- [About this task] What you produce should match the records below precisely, except that images are removed.

===== Provided records

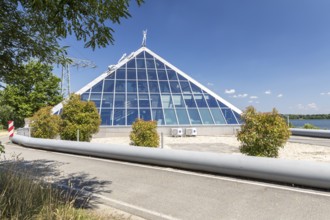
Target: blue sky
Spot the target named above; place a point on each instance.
(268, 54)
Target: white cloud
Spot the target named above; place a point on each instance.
(230, 91)
(312, 106)
(240, 95)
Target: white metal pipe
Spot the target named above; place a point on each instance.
(313, 174)
(310, 132)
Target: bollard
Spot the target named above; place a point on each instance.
(162, 140)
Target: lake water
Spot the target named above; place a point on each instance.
(321, 123)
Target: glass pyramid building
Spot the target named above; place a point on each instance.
(144, 85)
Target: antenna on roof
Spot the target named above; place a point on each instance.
(144, 40)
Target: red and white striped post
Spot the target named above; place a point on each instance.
(11, 129)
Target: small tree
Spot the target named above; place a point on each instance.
(144, 133)
(44, 124)
(79, 116)
(262, 134)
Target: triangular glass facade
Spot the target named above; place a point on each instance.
(148, 87)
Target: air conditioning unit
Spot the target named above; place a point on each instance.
(176, 132)
(191, 132)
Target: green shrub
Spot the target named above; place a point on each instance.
(144, 133)
(79, 115)
(44, 124)
(262, 134)
(310, 126)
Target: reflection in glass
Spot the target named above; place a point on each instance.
(155, 101)
(229, 116)
(145, 114)
(98, 87)
(119, 117)
(107, 100)
(109, 85)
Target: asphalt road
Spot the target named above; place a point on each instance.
(163, 193)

==========

- [Solution to the exercise]
Target: blue sky
Spot the target named above; place a point on each instance.
(268, 54)
Target: white cloud
Spot the target named above; place a point on each instance.
(230, 91)
(312, 106)
(240, 95)
Target: white metal pipe
Spot the target named above; place a point on each instance.
(313, 174)
(310, 132)
Target: bollard
Spot the target named above; place a point on each instance.
(162, 140)
Target: lake water
Spot the target named above; place a point on each instance.
(321, 123)
Target: glass pyramid building
Spot the target named above; place a point on each instance.
(144, 85)
Target: antenna on roof
Spot the target named above; place a point on each instance.
(144, 40)
Target: red and white striped post
Spot the target named above; place a point on each instance.
(11, 129)
Target: small tree
Spot the target named above; place a point on each instance.
(144, 133)
(44, 124)
(79, 116)
(262, 134)
Target: triangular glass facade
Spot the target named above; place a point on each instance.
(148, 87)
Target: air conditioning unit
Spot the target named above; place a point on each instance.
(176, 132)
(191, 132)
Target: green shrub
Spot the target named above; place a point on each instance.
(144, 133)
(79, 115)
(44, 124)
(262, 134)
(310, 126)
Target: reflection in glass
Spot the target named above; place a point on each instance.
(155, 101)
(229, 116)
(145, 114)
(98, 87)
(119, 117)
(107, 100)
(109, 85)
Target: asphalt road
Spot the target named above; place a point on each instance.
(163, 193)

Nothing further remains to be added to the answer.